- _Aim_
Lay out the material below as a two-column CSV with the columns request and answer, one row per request, covering everything from the line containing "Tag the wristwatch" down to the end of the material. Put each text and its answer in a single quoted field, with line breaks turned into spaces.

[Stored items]
------------------------------
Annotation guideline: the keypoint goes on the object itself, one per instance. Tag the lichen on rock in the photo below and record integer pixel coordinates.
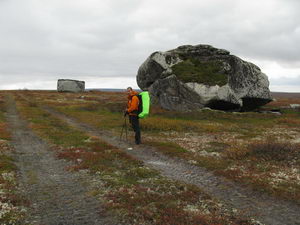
(193, 77)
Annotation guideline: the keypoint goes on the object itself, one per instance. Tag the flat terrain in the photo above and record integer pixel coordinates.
(208, 167)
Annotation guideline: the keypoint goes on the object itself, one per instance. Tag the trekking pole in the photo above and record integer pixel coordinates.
(126, 129)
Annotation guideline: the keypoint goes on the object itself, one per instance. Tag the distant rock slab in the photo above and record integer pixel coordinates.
(67, 85)
(193, 77)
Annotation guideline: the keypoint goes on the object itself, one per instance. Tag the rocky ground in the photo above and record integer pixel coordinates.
(57, 197)
(56, 200)
(267, 209)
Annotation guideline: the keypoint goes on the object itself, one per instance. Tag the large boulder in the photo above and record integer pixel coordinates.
(193, 77)
(66, 85)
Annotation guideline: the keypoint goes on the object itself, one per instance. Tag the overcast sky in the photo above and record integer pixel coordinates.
(103, 42)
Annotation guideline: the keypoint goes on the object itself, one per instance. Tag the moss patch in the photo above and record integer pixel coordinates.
(192, 70)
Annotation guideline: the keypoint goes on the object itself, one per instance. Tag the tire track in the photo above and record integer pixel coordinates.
(57, 197)
(265, 208)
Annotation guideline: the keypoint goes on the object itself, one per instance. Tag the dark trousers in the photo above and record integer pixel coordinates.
(134, 121)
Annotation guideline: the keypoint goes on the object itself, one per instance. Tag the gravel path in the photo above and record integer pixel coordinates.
(266, 209)
(57, 197)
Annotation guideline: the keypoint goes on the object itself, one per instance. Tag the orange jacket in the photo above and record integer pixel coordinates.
(132, 103)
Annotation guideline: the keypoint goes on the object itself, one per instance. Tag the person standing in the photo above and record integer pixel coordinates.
(132, 111)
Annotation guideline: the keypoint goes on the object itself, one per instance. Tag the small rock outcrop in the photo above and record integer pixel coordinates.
(193, 77)
(66, 85)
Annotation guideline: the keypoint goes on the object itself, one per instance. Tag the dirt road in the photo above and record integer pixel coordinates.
(261, 206)
(57, 197)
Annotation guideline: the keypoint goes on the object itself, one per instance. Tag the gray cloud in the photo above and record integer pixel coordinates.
(49, 39)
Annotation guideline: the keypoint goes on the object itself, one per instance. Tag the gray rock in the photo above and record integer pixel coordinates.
(66, 85)
(224, 82)
(295, 106)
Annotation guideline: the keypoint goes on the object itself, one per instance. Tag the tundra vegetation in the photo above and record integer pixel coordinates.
(12, 205)
(258, 150)
(138, 194)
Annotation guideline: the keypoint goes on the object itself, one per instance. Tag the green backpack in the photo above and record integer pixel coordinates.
(144, 104)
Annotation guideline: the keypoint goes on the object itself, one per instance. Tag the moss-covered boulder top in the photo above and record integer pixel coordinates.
(193, 77)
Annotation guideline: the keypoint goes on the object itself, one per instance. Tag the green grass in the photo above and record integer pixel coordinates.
(229, 137)
(137, 193)
(192, 70)
(12, 204)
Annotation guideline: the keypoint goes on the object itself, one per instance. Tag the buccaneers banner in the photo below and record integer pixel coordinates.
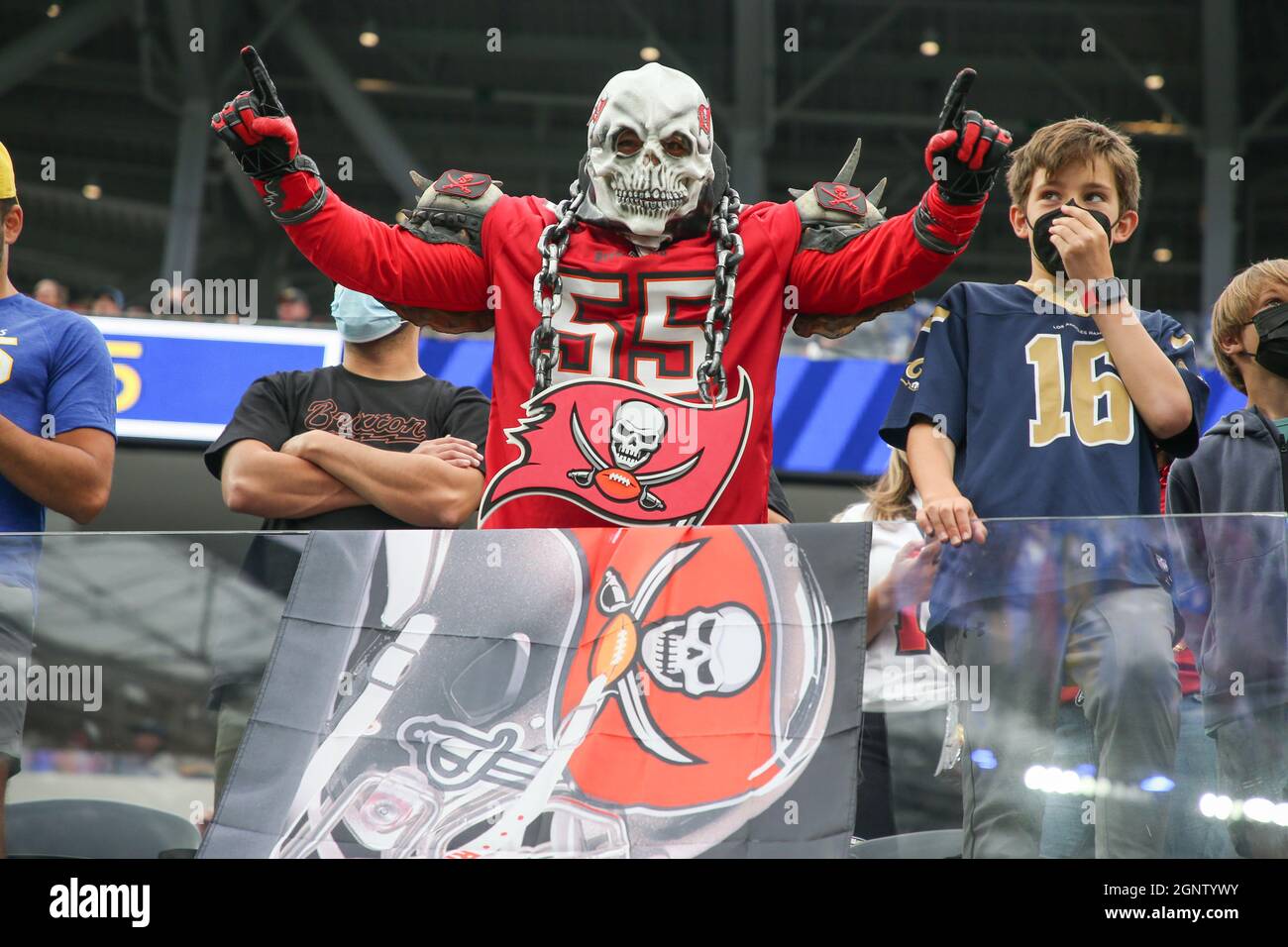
(652, 692)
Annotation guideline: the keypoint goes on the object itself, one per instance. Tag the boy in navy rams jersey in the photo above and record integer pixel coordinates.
(1047, 398)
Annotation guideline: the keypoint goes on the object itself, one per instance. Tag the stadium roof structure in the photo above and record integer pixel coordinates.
(119, 93)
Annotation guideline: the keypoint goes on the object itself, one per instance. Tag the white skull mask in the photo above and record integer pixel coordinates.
(706, 651)
(638, 432)
(652, 175)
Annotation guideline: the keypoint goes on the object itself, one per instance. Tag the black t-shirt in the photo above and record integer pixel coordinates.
(387, 415)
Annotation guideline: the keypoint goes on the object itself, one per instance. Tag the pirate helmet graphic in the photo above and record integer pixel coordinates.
(622, 693)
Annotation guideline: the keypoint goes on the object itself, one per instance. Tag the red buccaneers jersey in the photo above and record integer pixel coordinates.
(642, 447)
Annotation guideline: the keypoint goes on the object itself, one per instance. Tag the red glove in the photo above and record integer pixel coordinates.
(262, 137)
(967, 151)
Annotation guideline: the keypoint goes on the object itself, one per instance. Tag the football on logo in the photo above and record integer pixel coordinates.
(617, 484)
(707, 650)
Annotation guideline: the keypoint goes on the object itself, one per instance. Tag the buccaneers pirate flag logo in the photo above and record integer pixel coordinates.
(623, 454)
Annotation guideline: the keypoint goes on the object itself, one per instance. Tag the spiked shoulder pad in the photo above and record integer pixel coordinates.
(836, 211)
(451, 209)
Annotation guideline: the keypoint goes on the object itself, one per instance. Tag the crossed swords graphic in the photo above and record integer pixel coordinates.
(506, 835)
(585, 478)
(841, 195)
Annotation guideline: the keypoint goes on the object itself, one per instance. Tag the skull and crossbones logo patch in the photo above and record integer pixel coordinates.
(635, 437)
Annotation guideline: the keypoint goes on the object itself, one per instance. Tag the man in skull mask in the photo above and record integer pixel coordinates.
(625, 303)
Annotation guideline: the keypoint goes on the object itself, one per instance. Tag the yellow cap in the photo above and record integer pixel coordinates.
(8, 185)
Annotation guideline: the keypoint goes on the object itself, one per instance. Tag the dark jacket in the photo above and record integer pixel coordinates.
(1232, 571)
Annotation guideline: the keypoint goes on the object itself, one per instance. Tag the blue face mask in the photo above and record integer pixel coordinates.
(362, 318)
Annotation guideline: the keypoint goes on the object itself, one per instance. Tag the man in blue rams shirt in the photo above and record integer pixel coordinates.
(56, 446)
(1051, 398)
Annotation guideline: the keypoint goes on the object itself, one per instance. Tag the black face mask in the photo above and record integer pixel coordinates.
(1042, 247)
(1273, 339)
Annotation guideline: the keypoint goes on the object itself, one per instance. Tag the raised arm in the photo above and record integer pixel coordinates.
(853, 264)
(437, 283)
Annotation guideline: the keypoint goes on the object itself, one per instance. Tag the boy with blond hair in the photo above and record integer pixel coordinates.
(1048, 398)
(1233, 571)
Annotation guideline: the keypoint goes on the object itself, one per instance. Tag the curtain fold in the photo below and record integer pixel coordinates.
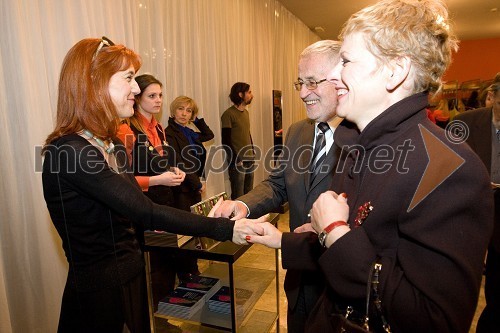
(197, 48)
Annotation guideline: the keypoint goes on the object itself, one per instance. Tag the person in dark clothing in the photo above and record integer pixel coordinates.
(483, 136)
(190, 156)
(300, 189)
(96, 204)
(237, 140)
(189, 149)
(404, 196)
(153, 164)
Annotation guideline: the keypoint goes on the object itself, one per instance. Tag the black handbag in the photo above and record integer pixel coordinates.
(340, 323)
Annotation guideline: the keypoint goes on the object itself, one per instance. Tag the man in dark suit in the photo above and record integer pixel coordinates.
(483, 126)
(303, 173)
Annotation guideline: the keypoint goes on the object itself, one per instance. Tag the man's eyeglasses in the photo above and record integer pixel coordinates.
(105, 41)
(310, 84)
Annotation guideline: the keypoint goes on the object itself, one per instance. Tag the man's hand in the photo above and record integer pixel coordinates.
(234, 209)
(270, 237)
(245, 229)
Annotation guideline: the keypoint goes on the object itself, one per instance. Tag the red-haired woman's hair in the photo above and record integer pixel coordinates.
(83, 100)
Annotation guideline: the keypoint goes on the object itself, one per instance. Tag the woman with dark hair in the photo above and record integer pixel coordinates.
(95, 204)
(153, 164)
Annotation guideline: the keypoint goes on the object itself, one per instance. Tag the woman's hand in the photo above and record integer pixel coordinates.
(174, 177)
(245, 229)
(270, 236)
(328, 208)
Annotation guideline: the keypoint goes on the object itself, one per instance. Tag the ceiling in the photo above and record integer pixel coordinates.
(473, 19)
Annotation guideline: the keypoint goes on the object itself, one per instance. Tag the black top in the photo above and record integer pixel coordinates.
(189, 157)
(146, 161)
(95, 211)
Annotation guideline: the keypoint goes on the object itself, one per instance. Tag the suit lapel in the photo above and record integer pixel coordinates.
(327, 166)
(307, 139)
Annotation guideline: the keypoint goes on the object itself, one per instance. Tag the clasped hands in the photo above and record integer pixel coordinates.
(329, 207)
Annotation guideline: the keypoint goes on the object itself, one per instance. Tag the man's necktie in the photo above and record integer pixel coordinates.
(319, 150)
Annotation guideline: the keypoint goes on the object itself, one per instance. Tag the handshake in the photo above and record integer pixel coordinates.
(247, 230)
(329, 207)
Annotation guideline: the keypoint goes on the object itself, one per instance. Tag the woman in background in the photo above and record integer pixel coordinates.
(153, 164)
(95, 204)
(190, 152)
(190, 156)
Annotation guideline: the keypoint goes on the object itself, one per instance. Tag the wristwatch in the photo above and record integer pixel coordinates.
(322, 235)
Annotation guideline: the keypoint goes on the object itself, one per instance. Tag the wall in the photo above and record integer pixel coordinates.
(476, 59)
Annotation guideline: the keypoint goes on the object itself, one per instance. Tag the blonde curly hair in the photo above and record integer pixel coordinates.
(418, 29)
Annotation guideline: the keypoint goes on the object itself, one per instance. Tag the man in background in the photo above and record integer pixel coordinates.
(302, 174)
(237, 140)
(483, 126)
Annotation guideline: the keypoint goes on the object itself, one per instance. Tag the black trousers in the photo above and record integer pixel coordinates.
(106, 310)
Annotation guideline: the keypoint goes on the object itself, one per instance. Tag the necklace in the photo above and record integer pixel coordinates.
(108, 148)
------------------------------
- _Written solution_
request,answer
"Annotation guideline: the keypoint goes on the object itself, one per instance. Tag the wristwatch in the photo above and record integer pixel coordinates.","(322, 235)"
"Annotation guideline: the keypoint goes on the object itself, one per instance. Tag the wall in the photo above and record integer pixel coordinates.","(476, 59)"
"Annotation guideline: the keypoint goes on the object itself, one per instance. Tag the blonde curly hair in the photo above and record integer pixel coordinates.","(418, 29)"
"Annotation guideline: the keypoint goes on the object itself, one per instance. Tag the man in background in the photo above and record integer pixel coordinates.","(302, 174) (237, 140) (483, 126)"
"Annotation guideline: the keypoint goes on the object itself, one per instance. Tag the black trousers in the photo above and record integer pixel coordinates.","(106, 310)"
"Annotation guideline: the keypoint goes on the object itself, one per instance. Tag the necklace in the photo above and record integer pixel coordinates.","(108, 148)"